◆ **Your objective**
Retype all of the data without changing a single word.

==== The data

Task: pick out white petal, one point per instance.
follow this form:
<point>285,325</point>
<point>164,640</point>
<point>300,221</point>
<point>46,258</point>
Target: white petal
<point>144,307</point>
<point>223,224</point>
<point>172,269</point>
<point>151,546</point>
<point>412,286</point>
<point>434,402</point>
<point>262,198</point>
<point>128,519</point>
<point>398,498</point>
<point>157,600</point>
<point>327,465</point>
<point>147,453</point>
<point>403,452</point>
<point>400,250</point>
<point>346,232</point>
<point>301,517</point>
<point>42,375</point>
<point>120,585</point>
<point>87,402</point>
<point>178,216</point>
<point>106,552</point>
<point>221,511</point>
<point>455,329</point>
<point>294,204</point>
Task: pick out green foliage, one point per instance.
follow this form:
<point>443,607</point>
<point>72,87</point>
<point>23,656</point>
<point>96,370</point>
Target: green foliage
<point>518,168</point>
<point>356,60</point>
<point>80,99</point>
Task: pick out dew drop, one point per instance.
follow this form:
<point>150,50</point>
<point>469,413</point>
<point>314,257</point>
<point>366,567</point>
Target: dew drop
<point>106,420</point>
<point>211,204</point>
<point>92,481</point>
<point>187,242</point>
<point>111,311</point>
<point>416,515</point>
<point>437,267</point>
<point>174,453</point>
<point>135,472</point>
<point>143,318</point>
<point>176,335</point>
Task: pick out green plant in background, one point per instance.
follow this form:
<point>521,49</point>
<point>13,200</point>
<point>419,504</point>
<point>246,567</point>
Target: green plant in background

========

◆ **Task output**
Task: pick out white petal, one point per instance.
follow this form:
<point>285,325</point>
<point>164,640</point>
<point>300,221</point>
<point>46,258</point>
Target: white petal
<point>144,307</point>
<point>223,224</point>
<point>172,269</point>
<point>151,546</point>
<point>412,286</point>
<point>434,402</point>
<point>262,198</point>
<point>128,519</point>
<point>398,498</point>
<point>157,600</point>
<point>327,465</point>
<point>147,453</point>
<point>403,452</point>
<point>400,250</point>
<point>346,232</point>
<point>301,517</point>
<point>42,375</point>
<point>120,585</point>
<point>87,402</point>
<point>178,216</point>
<point>106,552</point>
<point>221,511</point>
<point>455,329</point>
<point>294,204</point>
Task: pick out green foliage, one point per instance.
follow this form:
<point>443,607</point>
<point>72,87</point>
<point>23,656</point>
<point>96,370</point>
Target: green foliage
<point>518,168</point>
<point>356,60</point>
<point>80,99</point>
Task: pick out dew drop, one point per instance.
follow this form:
<point>150,50</point>
<point>469,413</point>
<point>314,257</point>
<point>366,567</point>
Target: dew drop
<point>106,420</point>
<point>211,204</point>
<point>92,481</point>
<point>187,242</point>
<point>111,311</point>
<point>416,515</point>
<point>437,267</point>
<point>174,453</point>
<point>135,472</point>
<point>143,318</point>
<point>176,335</point>
Task: pick out green plant in background, one point per instance.
follow this form:
<point>521,49</point>
<point>13,200</point>
<point>419,504</point>
<point>246,567</point>
Target: green plant in background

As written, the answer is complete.